Document excerpt:
Tuesday, September 4, 2012

Travellog: Ohio to DC

Open roads and clouds in Pennsylvania
In many ways we feel like we never left. Even though our stint here over three years ago was short, it was gritty and real and left deep impressions on us and our marriage. If we gained some staying power in Italy, we laid our bedrock in Washington DC.

Only 72 hours after saying "I do" I was thousands of miles away from anything familiar. My life felt completely new and foreign. I was a wife now and trying desperately to figure out what that meant for me, for my identity, for my role. I was trying to make the best home I could and look for a job while writing hundreds and hundreds of thank you notes. I was grappling with many of the newnesses that newly weds do but letting much of it fall away as I focused on love and commitment and making dinners without a kitchen. Soon we were both working long hours, living in a place a little rough around the edges, and finding out in a very real way, that we were each others' new everything.

I was thrown in. Sink or swim.

I think we came away sailing.

She kept a small library within reach for the whole drive.
*

About three hours outside the city we hit traffic, and rain, and a text message that made me angry. I wanted to drive. Fast. But instead we rose and fell with the hills and saw mostly red brake lights as we inched (mile-ed) along the highway. It was the darkest point of the drive. Mike patiently sat by my side, probably wishing he was the one behind the wheel and not his raging wife.

As we ate dinner with family Sunday night they asked about the drive, about which point was the worst and whose fault it was. "It was Paige's wasn't it" they said, jokingly (intimating in their sarcasm that the suspected-culprit, Ada, most likely caused the uproars in the car). Mike and I turned to one another, "Yeah. It was Paige." "It was me!"

*

After filling up for the last time I let Mike drive. Because of the traffic, my behind-the-wheel time was less-than therapeutic and handing over the reigns gave me time to close my eyes and find my inner-adult again.

By the time we got to Constitution Avenue I was calm and any sadness or worry or anger I felt faded as the memories surfaced, one after the next, of being in this city as a newly married woman—walking home from the movie theater and wondering if we were lost yet; getting caught in monsoon-like rain and buying new shirts so we wouldn't have to wear our wet ones all night; going to church for the first time at the church on 7th; my first Eastern Market breakfast; riding the bus the completely wrong direction; feeling like a pioneer. My heart felt so big and so ready to do it again.

I love this city. I want to make it home again.

Input data:
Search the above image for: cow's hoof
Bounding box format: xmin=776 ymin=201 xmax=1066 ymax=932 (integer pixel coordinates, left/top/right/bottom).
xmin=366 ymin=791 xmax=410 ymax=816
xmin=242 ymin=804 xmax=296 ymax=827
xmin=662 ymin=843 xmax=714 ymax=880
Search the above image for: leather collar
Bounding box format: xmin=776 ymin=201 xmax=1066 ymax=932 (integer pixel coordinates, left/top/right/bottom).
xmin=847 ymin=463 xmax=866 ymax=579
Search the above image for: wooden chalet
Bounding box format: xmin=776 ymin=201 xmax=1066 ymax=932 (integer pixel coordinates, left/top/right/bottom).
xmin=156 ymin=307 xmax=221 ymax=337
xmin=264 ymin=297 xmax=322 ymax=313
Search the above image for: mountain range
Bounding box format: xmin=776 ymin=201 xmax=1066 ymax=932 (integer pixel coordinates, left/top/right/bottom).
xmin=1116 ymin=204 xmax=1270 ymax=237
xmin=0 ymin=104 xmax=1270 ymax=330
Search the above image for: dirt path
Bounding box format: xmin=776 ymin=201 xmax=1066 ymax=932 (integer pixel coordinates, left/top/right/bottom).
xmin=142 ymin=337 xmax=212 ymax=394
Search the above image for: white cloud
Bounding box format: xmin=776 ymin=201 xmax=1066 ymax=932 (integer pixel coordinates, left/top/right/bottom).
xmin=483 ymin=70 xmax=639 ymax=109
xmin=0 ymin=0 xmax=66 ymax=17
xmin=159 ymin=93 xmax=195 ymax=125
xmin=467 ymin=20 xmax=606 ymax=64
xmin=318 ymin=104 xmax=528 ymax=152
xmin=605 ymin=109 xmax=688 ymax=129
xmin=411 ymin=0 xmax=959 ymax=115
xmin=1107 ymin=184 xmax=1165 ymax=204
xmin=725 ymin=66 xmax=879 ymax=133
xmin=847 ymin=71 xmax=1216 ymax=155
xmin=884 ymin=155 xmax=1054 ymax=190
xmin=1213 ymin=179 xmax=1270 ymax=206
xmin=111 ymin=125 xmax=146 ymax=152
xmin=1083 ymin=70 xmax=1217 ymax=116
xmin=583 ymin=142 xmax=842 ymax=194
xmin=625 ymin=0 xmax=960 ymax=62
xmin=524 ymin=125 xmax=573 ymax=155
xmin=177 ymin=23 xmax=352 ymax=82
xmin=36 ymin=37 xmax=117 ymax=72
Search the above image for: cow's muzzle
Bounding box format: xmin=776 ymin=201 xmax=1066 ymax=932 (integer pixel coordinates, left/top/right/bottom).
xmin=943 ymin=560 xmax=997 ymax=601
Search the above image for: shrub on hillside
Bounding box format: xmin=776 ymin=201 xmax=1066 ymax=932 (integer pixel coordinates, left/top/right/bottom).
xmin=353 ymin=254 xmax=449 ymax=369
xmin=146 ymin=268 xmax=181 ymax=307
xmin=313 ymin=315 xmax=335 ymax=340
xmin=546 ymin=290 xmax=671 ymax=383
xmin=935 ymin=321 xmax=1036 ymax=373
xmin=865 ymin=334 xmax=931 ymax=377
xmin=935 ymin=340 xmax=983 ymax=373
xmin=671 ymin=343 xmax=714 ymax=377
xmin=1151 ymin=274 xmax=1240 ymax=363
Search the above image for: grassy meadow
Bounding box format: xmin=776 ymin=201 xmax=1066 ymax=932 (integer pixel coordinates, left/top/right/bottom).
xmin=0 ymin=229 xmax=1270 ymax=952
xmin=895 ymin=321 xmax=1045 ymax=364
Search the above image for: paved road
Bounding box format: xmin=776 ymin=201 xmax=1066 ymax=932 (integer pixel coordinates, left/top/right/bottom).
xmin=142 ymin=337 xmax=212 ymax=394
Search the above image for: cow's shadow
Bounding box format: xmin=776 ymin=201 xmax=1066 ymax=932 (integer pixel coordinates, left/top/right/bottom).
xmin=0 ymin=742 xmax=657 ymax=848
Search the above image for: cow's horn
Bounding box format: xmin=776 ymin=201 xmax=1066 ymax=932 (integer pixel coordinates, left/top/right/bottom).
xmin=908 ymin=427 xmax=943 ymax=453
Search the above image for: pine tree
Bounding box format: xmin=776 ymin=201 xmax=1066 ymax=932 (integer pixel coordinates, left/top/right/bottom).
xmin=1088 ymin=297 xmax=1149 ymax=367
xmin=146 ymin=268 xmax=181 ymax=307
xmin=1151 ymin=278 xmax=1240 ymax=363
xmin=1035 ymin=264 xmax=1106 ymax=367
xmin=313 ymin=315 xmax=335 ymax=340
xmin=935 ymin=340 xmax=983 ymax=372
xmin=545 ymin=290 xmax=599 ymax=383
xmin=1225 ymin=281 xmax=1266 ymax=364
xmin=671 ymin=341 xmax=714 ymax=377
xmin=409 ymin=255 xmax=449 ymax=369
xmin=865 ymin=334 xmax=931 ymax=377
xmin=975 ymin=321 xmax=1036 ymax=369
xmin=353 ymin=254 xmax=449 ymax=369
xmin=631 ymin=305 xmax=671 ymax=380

Exercise requirements:
Please transcribe the stretch of the Ohio-to-DC travel log above from "Travellog: Ohio to" through "in Washington DC.".

Solution to the problem:
Travellog: Ohio to DC

Open roads and clouds in Pennsylvania
In many ways we feel like we never left. Even though our stint here over three years ago was short, it was gritty and real and left deep impressions on us and our marriage. If we gained some staying power in Italy, we laid our bedrock in Washington DC.